'''

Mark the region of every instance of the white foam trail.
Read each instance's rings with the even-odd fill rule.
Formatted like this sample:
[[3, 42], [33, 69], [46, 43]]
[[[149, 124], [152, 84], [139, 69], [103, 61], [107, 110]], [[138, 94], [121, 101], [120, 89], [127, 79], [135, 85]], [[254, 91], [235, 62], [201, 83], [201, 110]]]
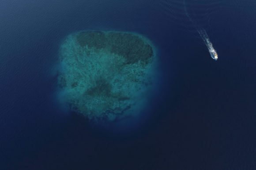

'''

**Exercise description:**
Reproduce every entry above word for word, leaving out the pictures.

**Final answer:**
Mark the region of every instance of the white foam trail.
Read each instance's rings with the even-odd fill rule.
Formatted like this sample:
[[3, 42], [33, 69], [46, 43]]
[[[149, 124], [152, 84], [139, 69], [103, 61], [107, 110]], [[138, 94], [121, 101], [120, 89], [127, 79], [135, 85]], [[254, 91], [235, 62], [201, 83], [201, 110]]]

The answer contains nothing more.